- ÜBUNGSAUFGABE 1
Zitiere sämtliche Datensätze Zeile für Zeile und ohne jede Änderung.

- VORGEGEBENER TEXT
Außerdem – und da sind sich die politischen Beobachter einig – gibt es die Protestwähler in den neuen Bundesländern, jene "Veränderungsverlierer", die von der deutschen Wiedervereinigung enttäuscht sind und diesmal Schröder und die SPD, oder zumindest links gewählt haben, indem sie für die PDS gestimmt haben.

Die SPD war ja immer eine staatstragende und berechenbare, überaus pragmatische politische Kraft. Unter Kurt Schumacher in der Nachkriegszeit war sie geradezu der patriotische Faktor in Deutschland. Nach der Aufbruchstimmung unter Willy Brandt kam die Ära Helmut Schmidts, der seinerseits im Geschichtsbild der Bundesdeutschen bis heute für vernünftige und überaus erfolgreiche Wirtschaftspolitik steht.

Die "neue Mitte", die im Deutschland Gerhard Schröders an die Macht gekommen ist, ist also linksdominiert – und das in einer Zeit, in der es im Grunde eine wertkonservative Renaissance gibt. Dies ist aber nur ein scheinbarer Widerspruch, wenn man bedenkt, daß geistig-kulturelle Entwicklungen erst mit einer Verzögerung von Jahrzehnten im tages- und parteipolitischen Bereich dominant werden.

- DATENSATZINHALT

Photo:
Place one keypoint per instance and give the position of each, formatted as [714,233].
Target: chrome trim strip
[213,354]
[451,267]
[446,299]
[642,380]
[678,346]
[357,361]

- ÜBUNGSAUFGABE 2
Wofür steht Helmut Schmidt laut dem Text über die SPD bis heute im Geschichtsbild der Bundesdeutschen?

- LÖSUNG 1
Photo:
Place one keypoint per instance and give the position of each, formatted as [714,233].
Target: chrome trim strip
[213,354]
[451,267]
[446,299]
[642,380]
[678,346]
[357,361]

- LÖSUNG 2
Für vernünftige und überaus erfolgreiche Wirtschaftspolitik.